— The task —
Produce a word-for-word copy of the listing below without its pictures.

— Point labeling examples —
— Start —

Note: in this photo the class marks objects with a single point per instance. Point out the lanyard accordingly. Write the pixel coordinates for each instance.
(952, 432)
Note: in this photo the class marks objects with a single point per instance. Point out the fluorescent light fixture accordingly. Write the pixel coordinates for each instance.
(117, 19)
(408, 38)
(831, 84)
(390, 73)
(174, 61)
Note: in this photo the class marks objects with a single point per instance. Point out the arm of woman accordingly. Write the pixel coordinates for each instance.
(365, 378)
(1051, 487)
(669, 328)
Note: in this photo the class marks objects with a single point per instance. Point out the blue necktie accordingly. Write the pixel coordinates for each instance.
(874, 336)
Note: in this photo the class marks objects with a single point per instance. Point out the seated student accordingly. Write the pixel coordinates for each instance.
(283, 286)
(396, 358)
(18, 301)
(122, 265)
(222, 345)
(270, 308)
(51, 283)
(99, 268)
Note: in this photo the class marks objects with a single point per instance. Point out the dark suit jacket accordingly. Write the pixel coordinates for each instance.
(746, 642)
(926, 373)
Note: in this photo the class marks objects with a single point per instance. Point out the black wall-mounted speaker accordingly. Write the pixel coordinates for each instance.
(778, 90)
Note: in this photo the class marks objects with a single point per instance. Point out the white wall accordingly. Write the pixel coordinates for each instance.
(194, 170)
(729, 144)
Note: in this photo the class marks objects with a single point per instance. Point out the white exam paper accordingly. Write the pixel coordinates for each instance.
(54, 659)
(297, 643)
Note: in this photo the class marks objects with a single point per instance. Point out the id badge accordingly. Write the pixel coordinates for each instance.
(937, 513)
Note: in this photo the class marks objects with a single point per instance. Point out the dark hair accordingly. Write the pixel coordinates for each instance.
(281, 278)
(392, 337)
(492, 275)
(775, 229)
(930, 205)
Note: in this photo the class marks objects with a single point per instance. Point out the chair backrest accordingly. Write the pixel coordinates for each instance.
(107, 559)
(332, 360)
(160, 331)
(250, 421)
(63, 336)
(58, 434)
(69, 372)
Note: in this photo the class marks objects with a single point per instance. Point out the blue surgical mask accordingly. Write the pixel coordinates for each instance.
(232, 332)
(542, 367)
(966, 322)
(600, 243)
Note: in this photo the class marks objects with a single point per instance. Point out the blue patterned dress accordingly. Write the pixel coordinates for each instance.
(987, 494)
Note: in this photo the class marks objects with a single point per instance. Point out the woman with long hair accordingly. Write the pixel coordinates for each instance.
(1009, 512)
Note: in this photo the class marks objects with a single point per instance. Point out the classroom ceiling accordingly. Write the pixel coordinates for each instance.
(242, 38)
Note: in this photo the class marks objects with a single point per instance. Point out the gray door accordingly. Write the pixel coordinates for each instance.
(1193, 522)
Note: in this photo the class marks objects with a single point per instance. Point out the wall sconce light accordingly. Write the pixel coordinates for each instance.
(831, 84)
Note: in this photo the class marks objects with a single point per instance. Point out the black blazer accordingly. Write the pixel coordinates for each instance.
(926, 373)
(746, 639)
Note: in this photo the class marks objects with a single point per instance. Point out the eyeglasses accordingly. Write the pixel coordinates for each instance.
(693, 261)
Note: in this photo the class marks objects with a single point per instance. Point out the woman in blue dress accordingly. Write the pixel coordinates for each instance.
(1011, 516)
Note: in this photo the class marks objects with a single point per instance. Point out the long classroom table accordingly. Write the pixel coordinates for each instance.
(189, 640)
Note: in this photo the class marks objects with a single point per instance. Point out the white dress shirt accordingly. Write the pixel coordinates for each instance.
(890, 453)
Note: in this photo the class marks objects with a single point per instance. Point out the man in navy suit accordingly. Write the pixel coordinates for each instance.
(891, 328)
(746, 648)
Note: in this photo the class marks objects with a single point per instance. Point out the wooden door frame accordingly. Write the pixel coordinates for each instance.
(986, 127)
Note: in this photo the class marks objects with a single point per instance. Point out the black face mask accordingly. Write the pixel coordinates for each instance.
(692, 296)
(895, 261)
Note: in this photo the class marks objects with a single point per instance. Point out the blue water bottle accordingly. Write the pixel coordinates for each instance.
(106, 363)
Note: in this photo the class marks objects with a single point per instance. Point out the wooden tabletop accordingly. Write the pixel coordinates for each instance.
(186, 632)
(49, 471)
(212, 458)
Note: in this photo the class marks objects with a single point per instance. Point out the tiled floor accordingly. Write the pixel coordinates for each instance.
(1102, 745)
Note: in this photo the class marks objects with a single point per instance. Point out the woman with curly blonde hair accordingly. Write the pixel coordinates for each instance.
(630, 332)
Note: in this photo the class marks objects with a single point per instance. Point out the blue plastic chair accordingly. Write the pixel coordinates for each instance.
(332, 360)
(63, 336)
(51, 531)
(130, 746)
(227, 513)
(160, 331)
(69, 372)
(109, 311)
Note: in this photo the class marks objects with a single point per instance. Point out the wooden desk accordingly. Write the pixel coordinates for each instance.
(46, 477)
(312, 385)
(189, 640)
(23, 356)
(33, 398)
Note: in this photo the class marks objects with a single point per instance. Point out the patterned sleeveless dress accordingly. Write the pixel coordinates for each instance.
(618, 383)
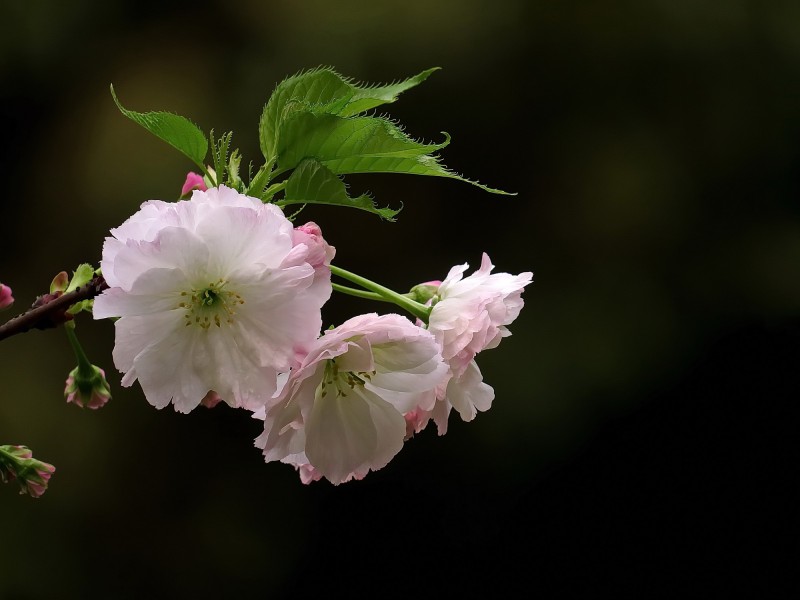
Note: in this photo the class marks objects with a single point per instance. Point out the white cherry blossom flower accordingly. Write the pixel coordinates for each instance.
(341, 412)
(213, 294)
(469, 315)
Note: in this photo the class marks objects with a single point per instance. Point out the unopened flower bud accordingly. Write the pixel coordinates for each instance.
(6, 299)
(60, 283)
(211, 399)
(423, 292)
(193, 182)
(17, 462)
(87, 387)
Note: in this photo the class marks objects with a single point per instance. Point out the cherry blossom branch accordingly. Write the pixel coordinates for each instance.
(415, 308)
(48, 313)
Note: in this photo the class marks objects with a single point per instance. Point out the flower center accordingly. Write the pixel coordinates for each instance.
(342, 381)
(210, 305)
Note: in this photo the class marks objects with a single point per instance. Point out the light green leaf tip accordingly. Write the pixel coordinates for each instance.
(179, 132)
(313, 183)
(323, 91)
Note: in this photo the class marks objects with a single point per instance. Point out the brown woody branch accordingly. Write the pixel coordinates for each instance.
(50, 310)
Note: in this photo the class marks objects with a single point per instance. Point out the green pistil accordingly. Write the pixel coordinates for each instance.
(342, 381)
(210, 305)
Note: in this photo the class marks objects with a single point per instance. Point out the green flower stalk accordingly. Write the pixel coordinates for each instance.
(86, 385)
(32, 475)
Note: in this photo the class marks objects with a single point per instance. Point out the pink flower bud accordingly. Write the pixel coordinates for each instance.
(211, 399)
(37, 478)
(193, 182)
(32, 475)
(60, 283)
(87, 389)
(6, 299)
(320, 253)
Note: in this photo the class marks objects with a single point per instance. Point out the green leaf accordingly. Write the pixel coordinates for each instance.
(369, 97)
(323, 91)
(360, 145)
(313, 183)
(177, 131)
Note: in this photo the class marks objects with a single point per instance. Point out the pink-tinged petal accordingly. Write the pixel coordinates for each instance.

— End —

— Exercise result —
Note: in this photo the class marks objects with a single point per instance. Point out the lanyard accordingly. Write the pixel coordinates for each instance.
(952, 432)
Note: in this photo the class marks objects with a single point per instance. Point out the fluorescent light fixture accordingly. Write the pixel coordinates for each instance.
(117, 19)
(408, 38)
(831, 84)
(390, 73)
(174, 61)
Note: in this photo the class marks objects with a single point per instance. Point out the arm of woman accordingly. Write the pixel coordinates for each instance.
(365, 378)
(1051, 487)
(669, 328)
Note: in this photo the class marks objects with a single point per instance. Point out the blue necktie accordingly. Write the pixel coordinates for each instance.
(874, 336)
Note: in this photo the class marks objects with a single point per instance. Point out the seated student accordingly. Write the pixel coordinates for each instance.
(283, 286)
(396, 358)
(18, 301)
(122, 265)
(222, 345)
(270, 308)
(51, 283)
(99, 268)
Note: in this photo the class marks objects with a single point per instance. Point out the dark suit jacket accordingly. Write the pixel coordinates for each instance.
(746, 642)
(926, 373)
Note: in this photo the class marks objects with a single point per instance. Point out the black wall-mounted speaker accordingly. Write the pixel coordinates for each instance.
(778, 90)
Note: in this photo the class marks objects with a single point per instance. Point out the white wall accordingly. Write the pixel coordinates for each instance.
(194, 170)
(729, 144)
Note: in this photo the class marks objects with a single point per instance. Point out the white exam paper accordingly. Write the pixel coordinates for each instance.
(54, 659)
(297, 643)
Note: in this photo the class marks objects with a single point per instance. Point out the id badge accordingly. Write the pixel coordinates for each instance.
(937, 513)
Note: in this photo the class marks objects with a single point per instance. Point out the dark hair accordingly. Write the pixel coordinates for each instance.
(281, 278)
(392, 337)
(492, 275)
(775, 229)
(930, 205)
Note: in this photo the class marks objects with a single point per instance. Point out the chair backrest accordingly. Write the pixel coordinates for each instance.
(107, 559)
(332, 360)
(160, 331)
(250, 421)
(63, 336)
(58, 434)
(69, 372)
Note: in this photo the class marks objects with a single point per instance. Point out the blue surgical mask accordingly. Write the pixel coordinates for each instance.
(232, 332)
(542, 367)
(966, 322)
(600, 243)
Note: in this photo the class marks objects with a single point per instance. Point out the blue patterned dress accordingly. Write the pixel coordinates for each instance.
(987, 494)
Note: in this photo the class marks objects with a single point per instance. Point out the woman with long hair accordingly. Write the pixel coordinates for each instance.
(1009, 512)
Note: in this photo the class marks objects with a single point per instance. Point out the classroom ceiling accordingly. Write the pixel coordinates for each instance.
(242, 38)
Note: in this photo the class marks objects with a single point per instance. Point out the gray door accordingly. Write the pixel coordinates for each instance.
(1193, 522)
Note: in this photo the class marks objects with a single point per instance. Point out the wall sconce light accordingly. Write the pixel coordinates for each instance.
(831, 84)
Note: in this photo the class marks objects with a single point per instance. Point out the black blazer accordingly. Write the pixel coordinates for each instance.
(926, 373)
(746, 639)
Note: in this photo the class marks objects with a single point per instance. Point out the eyeglasses accordingly. Write the pixel coordinates for each instance.
(693, 261)
Note: in this photo the class marks objects with a single point per instance. Point out the woman in blue dress accordingly. Write the pixel coordinates for each instance.
(1011, 516)
Note: in this photo the class marks objects with a single point per instance. Point out the long classroom table accordingly. Write the pixel coordinates for each instance.
(189, 640)
Note: in this photo the class marks objects with a single point per instance. Point out the white dress shirt accordingly. Write the pixel coordinates for each instance.
(890, 453)
Note: in this photo the class marks objects with a single point per instance. Point out the man in navy suit accordingly. Write the pixel coordinates for each instance.
(891, 328)
(746, 648)
Note: in this photo the class marks objects with a single point per instance. Point out the wooden door frame accordingly. Write the pixel coordinates for each instance.
(986, 127)
Note: in this photo the class marks objects with a single point per instance. Point out the black face mask accordingly. Write the pixel coordinates for each instance.
(692, 296)
(895, 261)
Note: in this photo the class marks objects with a single point per instance. Point out the blue water bottle accordingly. Write the pixel coordinates for each instance.
(106, 363)
Note: in this photo the class marks objects with a single point per instance. Point out the wooden tabletop accordingly. Write the pixel coordinates for each instance.
(186, 632)
(49, 471)
(212, 458)
Note: in this photo the class marks objects with a single point per instance. Point out the tiled floor accordingly. Write the pixel coordinates for each instance.
(1102, 745)
Note: in this photo the class marks objects with a single point per instance. Point out the woman with curly blonde hair accordingly. Write the pixel coordinates for each instance.
(630, 332)
Note: in this photo the class marks objects with a single point per instance. Point out the blue plastic chair accordingly. Write the pixel coordinates for each instance.
(332, 360)
(63, 336)
(51, 531)
(130, 746)
(227, 513)
(160, 331)
(69, 372)
(109, 311)
Note: in this photo the class marks objects with a single point per instance. Point out the wooden desk accordingly. Write the pixel coordinates for each instance.
(46, 477)
(312, 385)
(189, 640)
(23, 356)
(33, 398)
Note: in this photo the class marks objects with a single point per instance. Point out the patterned sleeveless dress accordingly. Write the pixel coordinates for each instance.
(618, 383)
Note: in this photo the class marks objects with a single point per instance. Point out the white cherry blossom flower accordingly. Write the pixel coordinates for each instance.
(341, 412)
(213, 294)
(469, 315)
Note: in this photo the class marks objects with a single point per instance. Point out the unopened flower bud accordingly. Write the pixel coordinates for each instance.
(6, 299)
(60, 283)
(211, 399)
(423, 292)
(193, 182)
(17, 462)
(87, 387)
Note: in this photo the class marks objects with a single point per instance. Point out the cherry blossom branch accordingly. Write the pixel coordinates for each instance.
(415, 308)
(48, 313)
Note: in this photo the class marks objects with a single point per instance. Point out the flower center accordingly. Write the pixel coordinates for each instance.
(342, 381)
(210, 305)
Note: in this photo the class marks objects with a single point per instance. Point out the light green leaf tip accordingly. Write the pixel coordinates for each instance.
(179, 132)
(313, 183)
(323, 91)
Note: in this photo the class marks objects with a single point per instance. Point out the brown woody branch accordingly. Write the pixel coordinates for each instance.
(50, 310)
Note: in this photo the class marks objects with a single point per instance. Point out the green pistil accordingly. Write the pixel coordinates for each instance.
(342, 381)
(210, 305)
Note: in this photo the class marks objects with a single point per instance. Point out the green flower stalk accordingly. Write the pixel coordinates for each instance.
(86, 385)
(32, 475)
Note: in this photo the class marks objects with a single point per instance. Point out the pink flower bud accordingly. Write the pixel coordinates for each instance.
(211, 399)
(37, 478)
(193, 182)
(32, 475)
(60, 283)
(87, 389)
(6, 299)
(320, 253)
Note: in this photo the class marks objects with a single point per instance. Point out the green leaf accordingly. Write the pixel coordinates for each instance.
(369, 97)
(323, 91)
(360, 145)
(313, 183)
(177, 131)
Note: in this photo the class marks objects with a single point per instance. Point out the pink-tinged petal accordingly. Write the pixel coordinates for each instance.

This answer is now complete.